DATA FOR THIS TASK:
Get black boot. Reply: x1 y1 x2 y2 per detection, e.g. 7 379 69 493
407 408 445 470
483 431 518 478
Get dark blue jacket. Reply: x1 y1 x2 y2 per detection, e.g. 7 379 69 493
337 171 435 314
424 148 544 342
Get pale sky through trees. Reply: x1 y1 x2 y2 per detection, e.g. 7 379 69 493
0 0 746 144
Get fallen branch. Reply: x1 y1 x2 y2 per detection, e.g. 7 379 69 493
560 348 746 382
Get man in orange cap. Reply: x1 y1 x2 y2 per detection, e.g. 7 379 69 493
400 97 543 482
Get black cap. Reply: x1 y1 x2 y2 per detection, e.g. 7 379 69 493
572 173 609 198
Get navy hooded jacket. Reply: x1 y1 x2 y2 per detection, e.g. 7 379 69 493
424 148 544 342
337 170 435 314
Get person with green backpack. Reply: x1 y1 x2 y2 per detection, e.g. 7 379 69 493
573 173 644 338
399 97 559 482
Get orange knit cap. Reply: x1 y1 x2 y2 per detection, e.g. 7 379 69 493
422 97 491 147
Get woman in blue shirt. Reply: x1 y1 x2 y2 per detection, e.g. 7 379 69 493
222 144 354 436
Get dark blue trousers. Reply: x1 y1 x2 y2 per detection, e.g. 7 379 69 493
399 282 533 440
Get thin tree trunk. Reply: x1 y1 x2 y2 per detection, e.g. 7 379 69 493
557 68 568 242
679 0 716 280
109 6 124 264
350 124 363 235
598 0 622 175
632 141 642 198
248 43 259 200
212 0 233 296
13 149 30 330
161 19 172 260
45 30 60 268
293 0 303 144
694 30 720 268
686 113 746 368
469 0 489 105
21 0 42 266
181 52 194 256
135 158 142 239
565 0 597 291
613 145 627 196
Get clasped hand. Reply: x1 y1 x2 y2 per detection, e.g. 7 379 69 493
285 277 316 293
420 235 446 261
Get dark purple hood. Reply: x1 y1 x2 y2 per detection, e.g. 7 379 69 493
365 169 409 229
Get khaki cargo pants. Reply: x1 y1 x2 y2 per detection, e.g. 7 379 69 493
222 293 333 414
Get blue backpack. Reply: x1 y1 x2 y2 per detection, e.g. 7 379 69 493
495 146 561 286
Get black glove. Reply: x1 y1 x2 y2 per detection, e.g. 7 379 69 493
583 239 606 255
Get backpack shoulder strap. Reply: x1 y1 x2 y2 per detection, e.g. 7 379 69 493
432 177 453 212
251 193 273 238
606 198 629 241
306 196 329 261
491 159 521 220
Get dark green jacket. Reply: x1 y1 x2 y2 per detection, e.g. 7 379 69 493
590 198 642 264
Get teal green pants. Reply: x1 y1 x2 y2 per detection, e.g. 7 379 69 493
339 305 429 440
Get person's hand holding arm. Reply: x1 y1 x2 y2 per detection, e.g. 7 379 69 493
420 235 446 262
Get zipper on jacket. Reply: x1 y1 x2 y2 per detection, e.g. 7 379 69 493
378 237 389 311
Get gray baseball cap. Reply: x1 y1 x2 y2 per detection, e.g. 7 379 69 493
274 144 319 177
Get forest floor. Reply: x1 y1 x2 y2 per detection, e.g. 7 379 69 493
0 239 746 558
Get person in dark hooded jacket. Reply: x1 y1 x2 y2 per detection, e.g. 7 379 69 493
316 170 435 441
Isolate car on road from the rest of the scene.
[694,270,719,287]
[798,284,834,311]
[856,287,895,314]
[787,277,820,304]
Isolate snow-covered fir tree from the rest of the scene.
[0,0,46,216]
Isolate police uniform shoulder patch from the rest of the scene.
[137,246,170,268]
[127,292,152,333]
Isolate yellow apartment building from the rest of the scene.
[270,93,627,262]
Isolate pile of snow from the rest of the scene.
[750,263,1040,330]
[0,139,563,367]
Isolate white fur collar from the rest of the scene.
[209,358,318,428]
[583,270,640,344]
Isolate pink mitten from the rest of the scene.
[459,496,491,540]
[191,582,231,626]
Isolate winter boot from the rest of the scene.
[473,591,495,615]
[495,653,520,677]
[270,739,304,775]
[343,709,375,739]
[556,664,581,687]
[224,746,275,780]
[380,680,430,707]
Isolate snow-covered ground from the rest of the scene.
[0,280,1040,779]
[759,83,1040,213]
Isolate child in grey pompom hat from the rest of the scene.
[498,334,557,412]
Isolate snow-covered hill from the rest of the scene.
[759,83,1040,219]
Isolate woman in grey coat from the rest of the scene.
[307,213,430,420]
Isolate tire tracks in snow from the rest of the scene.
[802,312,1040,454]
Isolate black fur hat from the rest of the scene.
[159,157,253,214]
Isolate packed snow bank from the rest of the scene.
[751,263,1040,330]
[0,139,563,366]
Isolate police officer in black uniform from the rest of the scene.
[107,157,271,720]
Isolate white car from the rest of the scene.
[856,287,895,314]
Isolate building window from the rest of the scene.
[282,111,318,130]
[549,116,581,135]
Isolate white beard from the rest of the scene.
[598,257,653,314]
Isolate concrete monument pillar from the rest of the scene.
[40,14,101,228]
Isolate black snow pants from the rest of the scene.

PROBLEM DETAILS: Revise everything from the line containing "Get navy hooded" down to the line containing "399 282 533 440", replacing "orange knit cap" with "orange beanie" and leaving all else unchanged. Give only these lines.

COMPLETED TASK:
Get navy hooded jacket. Reply: x1 y1 x2 y2 per detection, e.g. 7 379 69 493
424 148 544 342
337 170 435 314
Get person with green backpack. Reply: x1 y1 x2 y2 per detection, e.g. 7 379 69 493
573 173 644 338
399 97 559 482
Get orange beanie. Reply: x1 y1 x2 y2 per detection, e.g. 7 379 69 493
422 97 491 147
Get woman in blue shirt. Reply: x1 y1 x2 y2 per detection, e.g. 7 379 69 493
222 144 354 436
Get dark blue trousers. Reply: x1 y1 x2 y2 per detection, e.g. 7 379 69 493
399 282 533 440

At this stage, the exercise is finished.